─── Page extract ───
The scary part is the bundle, not the vendor labels in isolation. Tenable's plugin is High, and that is closer to reality than a blanket Critical call: the most important in-the-wild issue in this set requires local authenticated access, while the most severe network bug requires RRAS exposure plus user interaction. That is dangerous across a large Windows fleet, but it is not the same as a wormable internet-entry bug on every Server 2016 host.
4 steps from start to impact.
Land on a vulnerable host
- Attacker has code execution or an authenticated low-privilege session on a target host
- Target is Windows 10 1607 or Windows Server 2016 below build 10.0.14393.8783
- Email security, MFA, web filtering, and EDR should block many initial-access routes
- A lot of Server 2016 estate is internal-only, which means the attacker usually needs a prior foothold
Use the KEV-listed DWM leak as an exploit helper
CVE-2026-20805, an authenticated local attacker can leak sensitive address information from Desktop Window Manager. On its own this is not full compromise, but it is exactly the kind of primitive operators use to weaken exploit mitigations such as KASLR before a follow-on privilege-escalation step.- Local authenticated access
- Unpatched DWM on an affected build
- This is not a standalone RCE; it needs chaining to create real operational impact
- Servers running minimal GUI usage reduce the practical value compared with workstation abuse, though Server 2016 is still affected
Escalate to SYSTEM with a local kernel or driver primitive
CVE-2023-31096 and CVE-2024-55414, plus other January 2026 EoP fixes. In practice, attackers use these to move from user to SYSTEM, disable defenses, dump creds, or stage ransomware.- Attacker can execute code locally
- Affected vulnerable driver or unpatched local EoP path is reachable
- Defender protections do not block the vulnerable driver or kernel exploit chain
- Microsoft vulnerable-driver blocklists, WDAC, HVCI, and modern EDR reduce success
- Some of the driver paths depend on the presence of specific legacy components
Alternate remote path: RRAS edge box abuse
CVE-2026-20868 is the reason this rollup cannot be treated as medium backlog. It is a network RCE in Windows RRAS, but the CNA vector includes UI:R, which means the path is materially narrower than a zero-click service bug and mostly matters on the minority of Server 2016 hosts actually running RRAS/VPN roles.- RRAS is enabled on the target
- Attacker can reach the service over the network
- The required user interaction condition is satisfiable
- Most enterprises do not expose large numbers of RRAS servers to the internet anymore
- User interaction substantially lowers mass exploitation potential
- NGFW policy, segmentation, and service hardening often remove reachability
The supporting signals.
─── Information provided ───
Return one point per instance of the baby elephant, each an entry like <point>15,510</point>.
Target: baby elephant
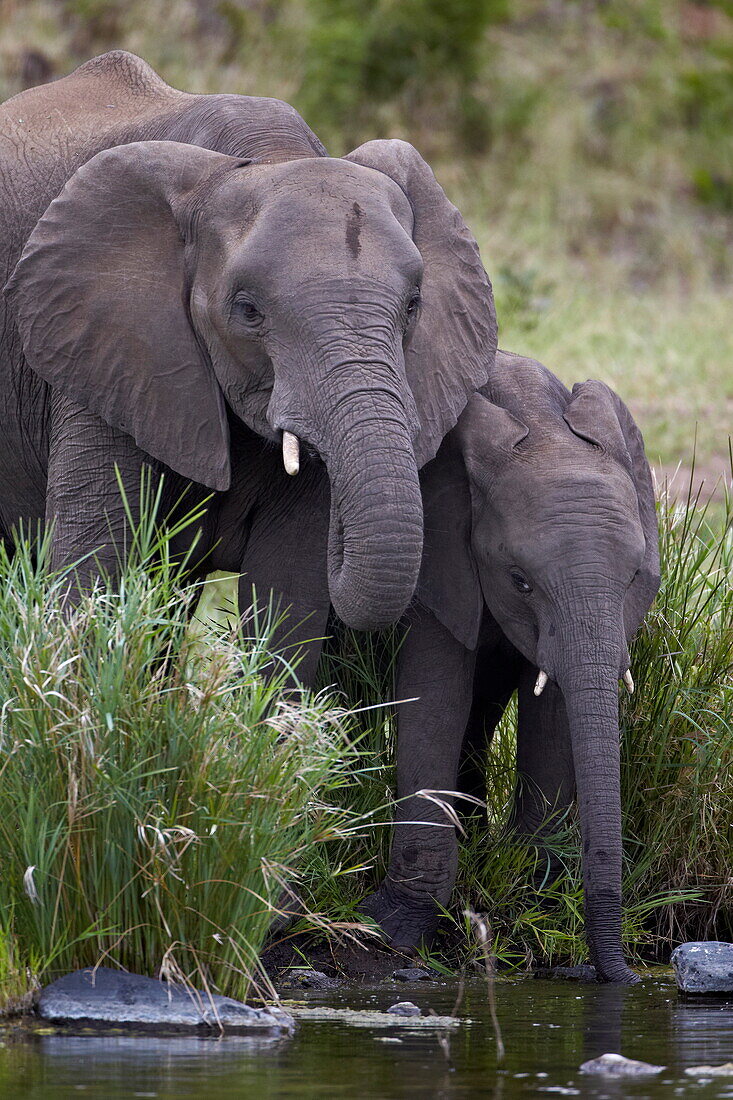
<point>540,561</point>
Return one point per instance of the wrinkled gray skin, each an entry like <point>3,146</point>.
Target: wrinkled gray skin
<point>195,275</point>
<point>540,552</point>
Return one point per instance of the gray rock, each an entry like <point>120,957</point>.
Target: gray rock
<point>703,967</point>
<point>724,1070</point>
<point>615,1065</point>
<point>412,974</point>
<point>404,1009</point>
<point>113,997</point>
<point>305,978</point>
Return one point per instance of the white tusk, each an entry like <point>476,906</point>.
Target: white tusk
<point>291,453</point>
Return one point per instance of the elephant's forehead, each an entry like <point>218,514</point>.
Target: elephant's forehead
<point>323,186</point>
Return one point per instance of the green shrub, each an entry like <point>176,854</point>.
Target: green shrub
<point>360,55</point>
<point>677,780</point>
<point>156,800</point>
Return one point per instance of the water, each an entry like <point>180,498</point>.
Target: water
<point>548,1029</point>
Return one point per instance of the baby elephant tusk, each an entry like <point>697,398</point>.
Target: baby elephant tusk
<point>291,453</point>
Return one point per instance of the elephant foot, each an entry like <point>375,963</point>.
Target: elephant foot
<point>406,923</point>
<point>616,975</point>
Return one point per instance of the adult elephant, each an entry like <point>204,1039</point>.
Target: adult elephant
<point>540,561</point>
<point>186,271</point>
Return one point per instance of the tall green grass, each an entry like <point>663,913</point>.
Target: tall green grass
<point>160,798</point>
<point>677,780</point>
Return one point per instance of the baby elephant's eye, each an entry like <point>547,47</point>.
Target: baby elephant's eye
<point>520,581</point>
<point>247,311</point>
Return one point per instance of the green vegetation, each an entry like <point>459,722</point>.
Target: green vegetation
<point>588,145</point>
<point>159,799</point>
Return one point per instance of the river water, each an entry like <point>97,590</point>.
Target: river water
<point>548,1029</point>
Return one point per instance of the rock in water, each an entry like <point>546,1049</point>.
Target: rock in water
<point>412,974</point>
<point>703,967</point>
<point>404,1009</point>
<point>615,1065</point>
<point>113,997</point>
<point>582,972</point>
<point>724,1070</point>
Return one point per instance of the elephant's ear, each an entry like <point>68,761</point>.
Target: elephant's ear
<point>449,582</point>
<point>455,340</point>
<point>100,299</point>
<point>597,414</point>
<point>487,435</point>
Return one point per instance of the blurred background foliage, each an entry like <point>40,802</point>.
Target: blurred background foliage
<point>588,143</point>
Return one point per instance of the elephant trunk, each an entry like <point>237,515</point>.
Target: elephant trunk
<point>375,532</point>
<point>588,675</point>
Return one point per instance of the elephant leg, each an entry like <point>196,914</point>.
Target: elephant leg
<point>284,568</point>
<point>546,783</point>
<point>495,680</point>
<point>437,671</point>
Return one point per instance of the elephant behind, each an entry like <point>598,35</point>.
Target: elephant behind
<point>190,274</point>
<point>540,561</point>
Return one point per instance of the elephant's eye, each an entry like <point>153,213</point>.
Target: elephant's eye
<point>413,306</point>
<point>520,581</point>
<point>247,311</point>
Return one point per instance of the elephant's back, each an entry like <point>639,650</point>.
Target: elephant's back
<point>47,132</point>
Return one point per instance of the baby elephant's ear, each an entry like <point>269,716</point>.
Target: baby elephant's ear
<point>453,344</point>
<point>597,414</point>
<point>487,436</point>
<point>100,300</point>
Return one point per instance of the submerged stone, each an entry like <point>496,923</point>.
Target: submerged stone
<point>724,1070</point>
<point>113,997</point>
<point>615,1065</point>
<point>703,967</point>
<point>412,974</point>
<point>305,978</point>
<point>404,1009</point>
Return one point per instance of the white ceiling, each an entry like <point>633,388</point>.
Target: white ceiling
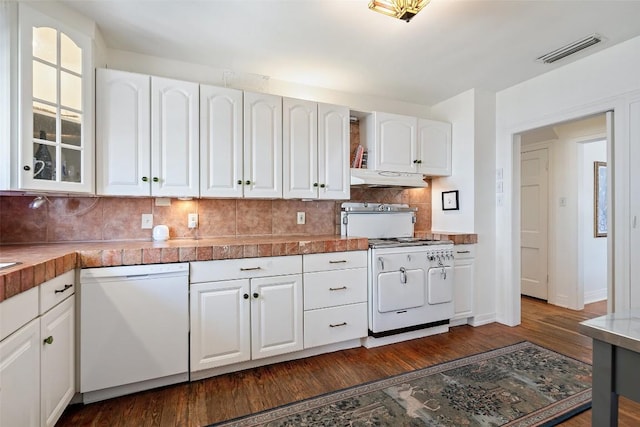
<point>449,47</point>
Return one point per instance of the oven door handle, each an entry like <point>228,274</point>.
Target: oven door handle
<point>403,275</point>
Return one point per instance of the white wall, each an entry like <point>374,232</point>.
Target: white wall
<point>134,62</point>
<point>594,249</point>
<point>460,112</point>
<point>472,114</point>
<point>607,80</point>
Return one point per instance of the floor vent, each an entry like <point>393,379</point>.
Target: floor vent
<point>570,49</point>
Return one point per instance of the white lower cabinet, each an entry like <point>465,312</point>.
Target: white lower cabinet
<point>463,281</point>
<point>254,316</point>
<point>37,353</point>
<point>335,297</point>
<point>20,377</point>
<point>57,379</point>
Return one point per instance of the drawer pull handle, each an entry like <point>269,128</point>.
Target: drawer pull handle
<point>59,291</point>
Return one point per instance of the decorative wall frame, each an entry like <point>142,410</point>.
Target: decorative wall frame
<point>450,200</point>
<point>600,199</point>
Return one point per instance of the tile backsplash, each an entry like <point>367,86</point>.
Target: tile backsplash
<point>69,219</point>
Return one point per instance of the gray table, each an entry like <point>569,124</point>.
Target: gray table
<point>616,362</point>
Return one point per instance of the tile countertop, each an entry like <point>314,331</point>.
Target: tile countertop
<point>620,329</point>
<point>39,263</point>
<point>42,262</point>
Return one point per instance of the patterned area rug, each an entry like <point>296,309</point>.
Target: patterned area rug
<point>518,385</point>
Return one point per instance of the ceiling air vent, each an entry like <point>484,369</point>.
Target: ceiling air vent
<point>570,49</point>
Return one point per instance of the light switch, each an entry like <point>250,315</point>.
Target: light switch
<point>147,221</point>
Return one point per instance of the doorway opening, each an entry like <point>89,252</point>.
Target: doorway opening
<point>563,259</point>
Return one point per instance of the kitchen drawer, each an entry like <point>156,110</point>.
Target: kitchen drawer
<point>18,311</point>
<point>245,268</point>
<point>335,324</point>
<point>331,288</point>
<point>334,261</point>
<point>56,290</point>
<point>464,251</point>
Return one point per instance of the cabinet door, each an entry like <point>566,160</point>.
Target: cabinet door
<point>123,140</point>
<point>56,103</point>
<point>220,322</point>
<point>395,142</point>
<point>262,145</point>
<point>333,152</point>
<point>434,147</point>
<point>220,142</point>
<point>276,315</point>
<point>20,377</point>
<point>463,288</point>
<point>174,138</point>
<point>57,361</point>
<point>300,149</point>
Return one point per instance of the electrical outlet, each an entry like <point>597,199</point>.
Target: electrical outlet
<point>147,221</point>
<point>300,218</point>
<point>192,221</point>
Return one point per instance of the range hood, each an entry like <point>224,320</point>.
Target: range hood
<point>373,178</point>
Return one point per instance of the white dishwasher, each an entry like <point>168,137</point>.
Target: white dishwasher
<point>134,328</point>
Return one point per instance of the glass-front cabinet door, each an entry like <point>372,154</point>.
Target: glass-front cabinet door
<point>56,127</point>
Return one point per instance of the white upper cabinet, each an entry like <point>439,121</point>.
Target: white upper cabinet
<point>123,133</point>
<point>221,142</point>
<point>175,138</point>
<point>147,135</point>
<point>262,172</point>
<point>434,147</point>
<point>407,144</point>
<point>55,116</point>
<point>315,150</point>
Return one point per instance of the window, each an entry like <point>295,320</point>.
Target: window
<point>55,85</point>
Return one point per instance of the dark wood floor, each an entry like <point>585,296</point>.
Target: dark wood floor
<point>228,396</point>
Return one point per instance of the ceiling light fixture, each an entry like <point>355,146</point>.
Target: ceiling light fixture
<point>570,49</point>
<point>401,9</point>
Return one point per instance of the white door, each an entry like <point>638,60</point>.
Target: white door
<point>220,142</point>
<point>333,152</point>
<point>123,138</point>
<point>434,148</point>
<point>57,330</point>
<point>299,149</point>
<point>634,192</point>
<point>534,223</point>
<point>220,323</point>
<point>276,315</point>
<point>262,145</point>
<point>20,377</point>
<point>175,138</point>
<point>396,142</point>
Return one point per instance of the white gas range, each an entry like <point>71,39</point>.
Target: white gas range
<point>410,280</point>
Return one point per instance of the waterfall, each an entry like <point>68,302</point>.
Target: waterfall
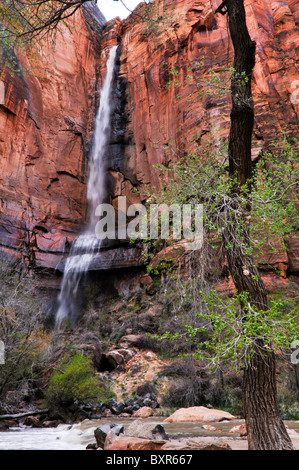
<point>87,244</point>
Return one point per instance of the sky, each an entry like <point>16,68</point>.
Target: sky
<point>111,8</point>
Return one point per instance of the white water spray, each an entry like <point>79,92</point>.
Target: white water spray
<point>87,244</point>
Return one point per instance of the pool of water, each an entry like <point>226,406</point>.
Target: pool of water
<point>78,436</point>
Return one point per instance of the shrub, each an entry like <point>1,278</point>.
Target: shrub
<point>75,381</point>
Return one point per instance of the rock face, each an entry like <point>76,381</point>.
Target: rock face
<point>47,120</point>
<point>45,130</point>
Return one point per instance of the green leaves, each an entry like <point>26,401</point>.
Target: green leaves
<point>236,334</point>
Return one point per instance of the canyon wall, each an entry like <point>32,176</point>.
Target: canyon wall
<point>46,123</point>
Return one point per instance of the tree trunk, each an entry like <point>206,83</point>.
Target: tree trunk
<point>265,428</point>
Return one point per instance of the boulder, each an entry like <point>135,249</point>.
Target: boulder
<point>200,414</point>
<point>139,428</point>
<point>101,432</point>
<point>135,443</point>
<point>143,412</point>
<point>196,443</point>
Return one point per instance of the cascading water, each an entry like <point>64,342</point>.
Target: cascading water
<point>87,244</point>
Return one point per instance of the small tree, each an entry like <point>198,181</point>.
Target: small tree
<point>235,200</point>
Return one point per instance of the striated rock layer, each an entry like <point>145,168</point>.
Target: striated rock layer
<point>45,130</point>
<point>46,124</point>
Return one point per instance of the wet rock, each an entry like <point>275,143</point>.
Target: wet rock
<point>198,413</point>
<point>139,428</point>
<point>101,432</point>
<point>144,412</point>
<point>135,443</point>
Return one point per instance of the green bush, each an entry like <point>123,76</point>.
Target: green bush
<point>75,381</point>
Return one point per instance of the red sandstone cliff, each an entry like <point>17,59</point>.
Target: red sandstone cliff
<point>45,125</point>
<point>164,118</point>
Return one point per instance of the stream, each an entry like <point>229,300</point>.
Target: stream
<point>78,436</point>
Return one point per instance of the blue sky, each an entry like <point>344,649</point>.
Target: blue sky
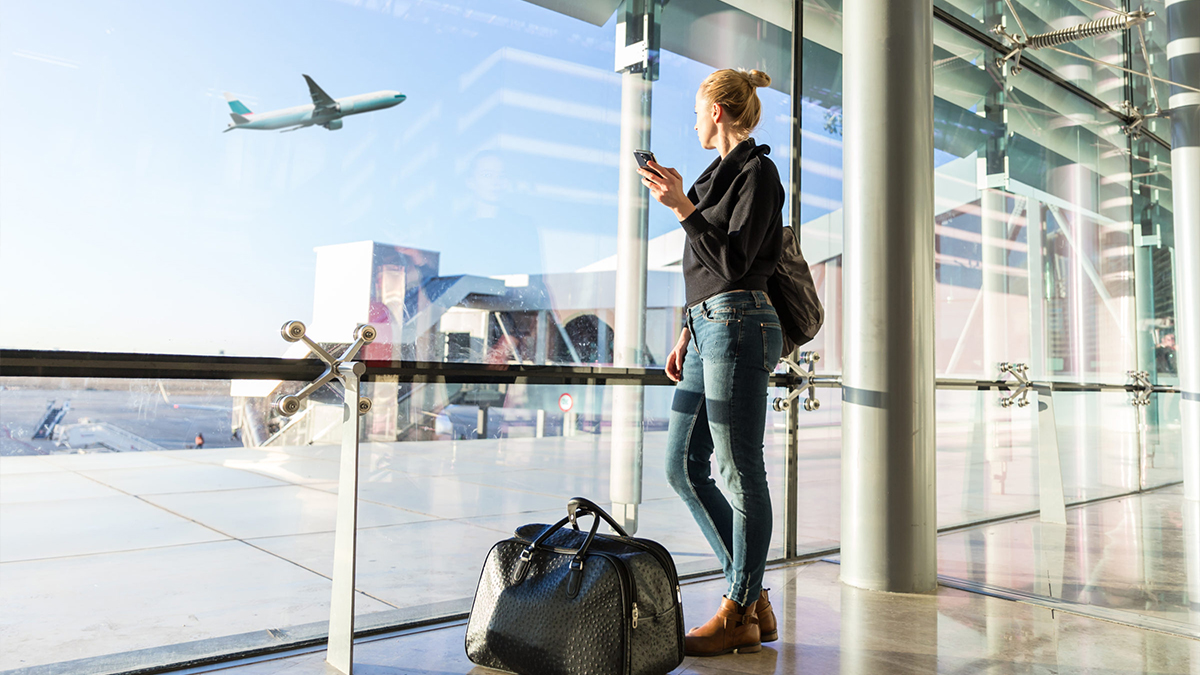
───
• _Goal_: Write out the Windows update risk writeup starting with "The scary part" and going on through "start to impact.", and rename "vendor labels" to "vendor ratings" everywhere it appears.

• _Response_:
The scary part is the bundle, not the vendor ratings in isolation. Tenable's plugin is High, and that is closer to reality than a blanket Critical call: the most important in-the-wild issue in this set requires local authenticated access, while the most severe network bug requires RRAS exposure plus user interaction. That is dangerous across a large Windows fleet, but it is not the same as a wormable internet-entry bug on every Server 2016 host.
4 steps from start to impact.